* **Required actions**
#1 In the climate-and-disease article page, write out the passage that begins at the words "Philippe Rossignol is" and stops after "theoretical community ecology.", switching "malariology" to "vector biology".
#2 Summarize the climate-and-disease article page in two sentences.
#3 Carry on the climate-and-disease article page from the point where it stops.

***** Document extract

Environmental Geosciences (DEG)

Abstract

DOI:10.1306/eg.11160404032

Global climate change and its impact on disease embedded in ecological communities

Philippe A. Rossignol,1 Jennifer Orme-Zavaleta,2 Annette M. Rossignol3

1Department of Fisheries and Wildlife, Nash Hall 104, Oregon State University Corvallis, Oregon 97331; [email protected]
2Office of Research and Development, National Health and Environmental Effects Research Laboratory, Western Ecology Division, U.S. Environmental Protection Agency, 200 SW 35th St., Corvallis, Oregon 97333; [email protected]
3Department of Public Health, Waldo Hall, Oregon State University, Corvallis, Oregon 97331; [email protected]

AUTHORS

Philippe Rossignol is professor in the Department of Fisheries and Wildlife at Oregon State Univesity, where he has been since 1988. He received his Ph.D. from the Faculty of Medicine at the University of Toronto in 1978. He was then a postdoctoral fellow at the Harvard School of Public Health. His main interests are in public health entomology, specifically malariology, and theoretical community ecology.

Jennifer Orme Zavaleta is associate director for science at the Environmental Protection Agency's Western Ecology Division in Corvallis, Oregon. She has worked for the EPA since 1981. She obtained her Ph.D. from the Department of Fisheries and Wildlife at Oregon State University (OSU) in 2003 and is a courtesy Professor at OSU. Her main research interests are in risk assessment and integration of health and ecological risk assessment.

Annette Rossignol is professor of epidemiology in the Department of Public Health at Oregon State University, where she has been teaching since 1988. She received her D.Sc. from the Harvard School of Public Health in 1981. Her main interests are in environmental epidemiology , international health, and ethics. She is the author of a text entitled Principles and Practice of Epidemiology: An Engaged Approach, to be published by McGraw-Hill company in December 2005.

**********
***** Record extracts

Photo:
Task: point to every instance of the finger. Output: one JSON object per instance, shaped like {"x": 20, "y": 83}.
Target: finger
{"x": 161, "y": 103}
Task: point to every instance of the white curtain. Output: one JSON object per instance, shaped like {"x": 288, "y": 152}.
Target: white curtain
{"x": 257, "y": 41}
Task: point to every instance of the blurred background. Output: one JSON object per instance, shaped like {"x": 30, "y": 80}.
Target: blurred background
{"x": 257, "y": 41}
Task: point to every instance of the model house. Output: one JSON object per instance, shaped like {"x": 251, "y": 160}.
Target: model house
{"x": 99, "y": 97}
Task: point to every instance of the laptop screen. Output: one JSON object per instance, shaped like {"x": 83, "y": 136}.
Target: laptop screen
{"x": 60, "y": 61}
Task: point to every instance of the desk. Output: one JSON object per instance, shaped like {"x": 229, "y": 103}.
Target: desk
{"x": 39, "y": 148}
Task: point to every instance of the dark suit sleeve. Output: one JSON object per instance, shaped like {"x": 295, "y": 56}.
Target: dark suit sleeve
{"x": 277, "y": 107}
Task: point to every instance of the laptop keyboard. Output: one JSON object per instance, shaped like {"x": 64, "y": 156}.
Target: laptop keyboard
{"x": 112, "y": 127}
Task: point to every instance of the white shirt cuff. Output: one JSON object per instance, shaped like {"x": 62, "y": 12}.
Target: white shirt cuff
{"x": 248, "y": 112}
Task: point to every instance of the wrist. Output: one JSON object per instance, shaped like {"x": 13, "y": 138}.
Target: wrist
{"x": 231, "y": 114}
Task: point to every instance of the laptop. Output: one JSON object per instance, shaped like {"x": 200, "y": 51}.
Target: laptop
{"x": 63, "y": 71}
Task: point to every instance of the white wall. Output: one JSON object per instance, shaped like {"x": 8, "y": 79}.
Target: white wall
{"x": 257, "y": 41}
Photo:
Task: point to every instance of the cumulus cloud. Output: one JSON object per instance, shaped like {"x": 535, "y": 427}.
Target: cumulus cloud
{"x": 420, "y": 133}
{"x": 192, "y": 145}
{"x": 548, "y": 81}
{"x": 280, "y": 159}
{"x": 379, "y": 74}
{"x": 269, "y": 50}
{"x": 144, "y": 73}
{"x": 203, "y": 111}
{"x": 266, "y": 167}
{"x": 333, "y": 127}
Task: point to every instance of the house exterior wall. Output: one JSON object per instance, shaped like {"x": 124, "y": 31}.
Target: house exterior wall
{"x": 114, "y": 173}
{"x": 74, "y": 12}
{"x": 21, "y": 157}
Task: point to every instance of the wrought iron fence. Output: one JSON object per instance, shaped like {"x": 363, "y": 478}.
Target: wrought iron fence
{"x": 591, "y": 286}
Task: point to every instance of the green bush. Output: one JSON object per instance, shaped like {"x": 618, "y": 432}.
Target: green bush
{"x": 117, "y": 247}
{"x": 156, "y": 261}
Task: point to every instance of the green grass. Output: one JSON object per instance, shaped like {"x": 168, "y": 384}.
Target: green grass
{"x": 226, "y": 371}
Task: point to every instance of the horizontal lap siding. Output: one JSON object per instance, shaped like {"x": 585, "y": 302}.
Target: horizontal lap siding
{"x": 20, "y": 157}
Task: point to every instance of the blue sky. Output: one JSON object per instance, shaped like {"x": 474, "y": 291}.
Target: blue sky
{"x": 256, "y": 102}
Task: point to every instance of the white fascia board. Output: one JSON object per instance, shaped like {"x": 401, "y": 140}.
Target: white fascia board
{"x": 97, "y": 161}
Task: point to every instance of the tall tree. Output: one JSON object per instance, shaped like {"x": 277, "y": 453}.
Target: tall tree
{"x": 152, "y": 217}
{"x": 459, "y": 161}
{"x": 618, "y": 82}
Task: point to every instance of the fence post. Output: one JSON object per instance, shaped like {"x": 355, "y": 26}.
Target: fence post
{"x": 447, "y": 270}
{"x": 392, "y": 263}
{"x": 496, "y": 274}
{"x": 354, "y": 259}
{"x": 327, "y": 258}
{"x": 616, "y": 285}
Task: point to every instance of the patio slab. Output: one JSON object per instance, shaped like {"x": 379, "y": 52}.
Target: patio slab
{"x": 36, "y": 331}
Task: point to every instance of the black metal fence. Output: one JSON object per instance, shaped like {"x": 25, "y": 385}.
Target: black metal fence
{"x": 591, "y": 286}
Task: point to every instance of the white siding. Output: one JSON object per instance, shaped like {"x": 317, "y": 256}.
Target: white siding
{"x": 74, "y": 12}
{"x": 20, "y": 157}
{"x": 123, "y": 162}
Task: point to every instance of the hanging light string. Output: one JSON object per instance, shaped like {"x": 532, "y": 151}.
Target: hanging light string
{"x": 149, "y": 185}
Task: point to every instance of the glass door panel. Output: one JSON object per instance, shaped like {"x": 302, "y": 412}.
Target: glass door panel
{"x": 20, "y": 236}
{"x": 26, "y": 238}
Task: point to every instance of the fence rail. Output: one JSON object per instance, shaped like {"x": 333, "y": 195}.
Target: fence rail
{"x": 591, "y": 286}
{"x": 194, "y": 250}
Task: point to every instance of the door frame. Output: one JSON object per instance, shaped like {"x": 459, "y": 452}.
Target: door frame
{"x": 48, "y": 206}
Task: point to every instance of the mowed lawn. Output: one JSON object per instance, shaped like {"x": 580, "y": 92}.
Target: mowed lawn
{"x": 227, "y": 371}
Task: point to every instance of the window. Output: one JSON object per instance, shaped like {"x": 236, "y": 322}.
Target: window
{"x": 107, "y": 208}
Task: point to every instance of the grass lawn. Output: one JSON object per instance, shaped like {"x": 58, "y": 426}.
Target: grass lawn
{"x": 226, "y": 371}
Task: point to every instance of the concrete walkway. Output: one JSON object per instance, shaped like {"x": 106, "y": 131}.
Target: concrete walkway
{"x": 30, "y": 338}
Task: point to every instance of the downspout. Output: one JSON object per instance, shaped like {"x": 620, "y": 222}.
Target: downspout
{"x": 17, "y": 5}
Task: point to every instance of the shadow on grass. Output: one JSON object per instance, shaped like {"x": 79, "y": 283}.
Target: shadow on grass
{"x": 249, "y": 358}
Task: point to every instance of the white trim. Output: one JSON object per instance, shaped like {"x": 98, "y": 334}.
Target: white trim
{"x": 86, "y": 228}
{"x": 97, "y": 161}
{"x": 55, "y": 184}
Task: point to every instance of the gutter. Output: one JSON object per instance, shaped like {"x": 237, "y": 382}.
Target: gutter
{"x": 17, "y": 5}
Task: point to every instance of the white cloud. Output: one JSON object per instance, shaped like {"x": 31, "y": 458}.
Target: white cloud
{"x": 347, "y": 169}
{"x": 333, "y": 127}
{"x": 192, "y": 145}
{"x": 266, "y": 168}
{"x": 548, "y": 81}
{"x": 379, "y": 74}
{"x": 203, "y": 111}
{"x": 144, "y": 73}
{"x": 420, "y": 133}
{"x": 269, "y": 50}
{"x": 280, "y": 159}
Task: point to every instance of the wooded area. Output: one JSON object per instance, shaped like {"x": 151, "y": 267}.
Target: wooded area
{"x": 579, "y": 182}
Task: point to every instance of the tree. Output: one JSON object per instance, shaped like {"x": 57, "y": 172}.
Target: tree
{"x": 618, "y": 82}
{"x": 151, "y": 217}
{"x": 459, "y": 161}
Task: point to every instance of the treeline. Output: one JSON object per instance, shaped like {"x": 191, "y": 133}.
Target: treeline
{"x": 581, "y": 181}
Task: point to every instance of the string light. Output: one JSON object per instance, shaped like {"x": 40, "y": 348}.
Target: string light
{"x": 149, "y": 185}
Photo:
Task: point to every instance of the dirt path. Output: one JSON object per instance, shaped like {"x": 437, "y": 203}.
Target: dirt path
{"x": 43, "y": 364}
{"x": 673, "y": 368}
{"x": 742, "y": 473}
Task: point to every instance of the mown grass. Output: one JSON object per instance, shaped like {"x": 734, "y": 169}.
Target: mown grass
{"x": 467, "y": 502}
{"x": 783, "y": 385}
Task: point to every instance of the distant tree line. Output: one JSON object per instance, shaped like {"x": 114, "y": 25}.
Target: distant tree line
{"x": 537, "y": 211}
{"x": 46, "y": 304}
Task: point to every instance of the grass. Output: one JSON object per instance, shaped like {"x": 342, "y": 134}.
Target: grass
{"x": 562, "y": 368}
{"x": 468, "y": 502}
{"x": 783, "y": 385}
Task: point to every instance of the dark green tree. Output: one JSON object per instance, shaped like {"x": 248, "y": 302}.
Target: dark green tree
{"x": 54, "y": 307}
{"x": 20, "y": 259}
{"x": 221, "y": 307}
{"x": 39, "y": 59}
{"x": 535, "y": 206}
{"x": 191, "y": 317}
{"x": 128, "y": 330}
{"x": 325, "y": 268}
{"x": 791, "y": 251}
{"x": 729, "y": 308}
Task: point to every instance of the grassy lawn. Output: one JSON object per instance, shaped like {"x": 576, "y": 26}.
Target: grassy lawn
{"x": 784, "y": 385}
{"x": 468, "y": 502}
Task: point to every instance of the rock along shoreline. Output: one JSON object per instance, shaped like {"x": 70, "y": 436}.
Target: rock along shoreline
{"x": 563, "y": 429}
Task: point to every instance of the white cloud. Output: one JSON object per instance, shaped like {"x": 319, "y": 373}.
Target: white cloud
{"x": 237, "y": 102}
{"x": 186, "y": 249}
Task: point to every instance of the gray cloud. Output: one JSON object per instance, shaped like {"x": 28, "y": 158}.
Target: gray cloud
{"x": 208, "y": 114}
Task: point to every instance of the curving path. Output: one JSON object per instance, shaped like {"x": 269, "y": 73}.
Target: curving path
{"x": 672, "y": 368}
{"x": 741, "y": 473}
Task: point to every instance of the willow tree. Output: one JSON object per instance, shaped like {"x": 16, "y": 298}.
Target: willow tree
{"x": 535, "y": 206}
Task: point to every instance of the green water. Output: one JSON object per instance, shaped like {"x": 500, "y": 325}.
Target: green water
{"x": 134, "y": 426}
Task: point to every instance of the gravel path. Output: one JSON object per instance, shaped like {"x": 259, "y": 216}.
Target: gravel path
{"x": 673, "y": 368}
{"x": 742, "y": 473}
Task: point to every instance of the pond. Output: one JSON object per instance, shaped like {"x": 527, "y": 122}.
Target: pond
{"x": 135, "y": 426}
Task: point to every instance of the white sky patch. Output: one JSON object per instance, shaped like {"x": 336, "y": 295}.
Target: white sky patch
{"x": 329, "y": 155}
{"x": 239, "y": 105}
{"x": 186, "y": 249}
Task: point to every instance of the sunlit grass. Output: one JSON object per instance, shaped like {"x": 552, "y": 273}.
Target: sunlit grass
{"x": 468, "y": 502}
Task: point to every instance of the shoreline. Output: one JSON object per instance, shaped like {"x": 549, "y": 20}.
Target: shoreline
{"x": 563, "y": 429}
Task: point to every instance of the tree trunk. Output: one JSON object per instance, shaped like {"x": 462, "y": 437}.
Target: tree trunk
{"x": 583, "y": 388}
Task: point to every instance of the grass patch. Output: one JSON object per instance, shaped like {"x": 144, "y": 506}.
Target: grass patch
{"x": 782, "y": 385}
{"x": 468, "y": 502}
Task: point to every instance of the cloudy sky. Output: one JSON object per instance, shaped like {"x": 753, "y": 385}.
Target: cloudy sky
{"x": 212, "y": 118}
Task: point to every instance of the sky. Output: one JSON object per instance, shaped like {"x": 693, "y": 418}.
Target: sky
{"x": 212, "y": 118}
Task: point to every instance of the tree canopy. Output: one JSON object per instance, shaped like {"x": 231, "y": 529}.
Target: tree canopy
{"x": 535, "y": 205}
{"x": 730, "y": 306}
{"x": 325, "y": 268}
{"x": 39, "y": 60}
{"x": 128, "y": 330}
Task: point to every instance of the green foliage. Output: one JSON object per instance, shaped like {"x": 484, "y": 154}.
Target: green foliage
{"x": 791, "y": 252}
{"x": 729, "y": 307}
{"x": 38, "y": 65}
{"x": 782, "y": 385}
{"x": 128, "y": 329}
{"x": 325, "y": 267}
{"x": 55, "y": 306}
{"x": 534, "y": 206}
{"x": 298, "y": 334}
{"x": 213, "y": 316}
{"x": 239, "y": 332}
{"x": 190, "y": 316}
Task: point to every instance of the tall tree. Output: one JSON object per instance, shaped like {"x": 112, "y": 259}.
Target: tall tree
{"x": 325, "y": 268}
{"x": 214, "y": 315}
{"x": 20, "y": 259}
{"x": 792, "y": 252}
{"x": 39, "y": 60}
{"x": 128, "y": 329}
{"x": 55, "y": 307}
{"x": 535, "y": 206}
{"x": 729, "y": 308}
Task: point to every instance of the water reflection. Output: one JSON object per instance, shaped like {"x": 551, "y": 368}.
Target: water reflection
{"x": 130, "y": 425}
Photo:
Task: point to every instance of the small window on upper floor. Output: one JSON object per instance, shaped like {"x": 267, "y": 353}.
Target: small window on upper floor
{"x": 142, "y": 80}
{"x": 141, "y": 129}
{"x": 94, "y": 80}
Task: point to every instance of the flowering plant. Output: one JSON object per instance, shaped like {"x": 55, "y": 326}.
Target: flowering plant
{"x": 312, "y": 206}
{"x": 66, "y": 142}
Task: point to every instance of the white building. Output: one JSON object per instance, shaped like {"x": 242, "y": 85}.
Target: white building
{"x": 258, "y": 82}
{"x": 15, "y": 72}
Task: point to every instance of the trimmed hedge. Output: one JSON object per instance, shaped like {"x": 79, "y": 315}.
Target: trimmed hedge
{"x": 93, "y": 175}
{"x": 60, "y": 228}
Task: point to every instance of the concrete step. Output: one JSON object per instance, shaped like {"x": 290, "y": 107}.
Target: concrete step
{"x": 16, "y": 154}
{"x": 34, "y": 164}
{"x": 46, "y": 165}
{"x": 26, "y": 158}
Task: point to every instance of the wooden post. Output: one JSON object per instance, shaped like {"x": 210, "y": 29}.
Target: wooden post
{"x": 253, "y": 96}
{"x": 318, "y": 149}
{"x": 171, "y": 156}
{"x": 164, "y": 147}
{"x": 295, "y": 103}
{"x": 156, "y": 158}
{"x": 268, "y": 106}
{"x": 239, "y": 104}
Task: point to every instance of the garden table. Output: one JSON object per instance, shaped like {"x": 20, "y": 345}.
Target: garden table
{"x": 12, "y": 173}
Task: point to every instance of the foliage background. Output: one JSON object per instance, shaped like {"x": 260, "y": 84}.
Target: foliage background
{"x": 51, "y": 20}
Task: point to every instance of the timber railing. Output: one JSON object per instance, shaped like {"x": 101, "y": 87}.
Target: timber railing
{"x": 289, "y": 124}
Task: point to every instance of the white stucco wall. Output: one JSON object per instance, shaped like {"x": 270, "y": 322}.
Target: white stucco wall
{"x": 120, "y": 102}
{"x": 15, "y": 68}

**********

* **Answers to the exercises**
#1
Philippe Rossignol is professor in the Department of Fisheries and Wildlife at Oregon State Univesity, where he has been since 1988. He received his Ph.D. from the Faculty of Medicine at the University of Toronto in 1978. He was then a postdoctoral fellow at the Harvard School of Public Health. His main interests are in public health entomology, specifically vector biology, and theoretical community ecology.

#2 This Environmental Geosciences page lists the article "Global climate change and its impact on disease embedded in ecological communities" by Philippe A. Rossignol, Jennifer Orme-Zavaleta, and Annette M. Rossignol, whose affiliations are at Oregon State University and the U.S. Environmental Protection Agency in Corvallis, Oregon. Its author notes describe Philippe Rossignol as a fisheries and wildlife professor interested in public health entomology and theoretical community ecology, Orme Zavaleta as an EPA associate director for science focused on risk assessment, and Annette Rossignol as an epidemiology professor interested in environmental epidemiology, international health, and ethics.

#3
ACKNOWLEDGMENTS

The authors thank members of the Loop Group in the Department of Fisheries and Wildlife, Oregon State University, and specifically Hiram Li for his constructive comments. The information in this article has been funded in part by the U.S. Environmental Protection Agency. It has been subjected to the agency's peer review process and has been approved for publication. The conclusions and opinions are solely those of the authors and are not necessarily the views of the agency.

ABSTRACT

We present the techniques of qualitative analysis of complex communities and discuss the impact of climate change as a press perturbation. In particular, we focus on the difficult problem of disease and parasites embedded in animal communities, notably zoonotic diseases. Climate change can potentially affect population densities of hosts and vectors, as well as their life expectancy. Recent advances may provide insight in predicting change in risk of zoonotic disease following climate shifts. We conclude that the impact of change on ecological communities can be profound but subtle, complex, and ambiguous, even under basic mathematical assumptions about the structure of a community when in equilibrium.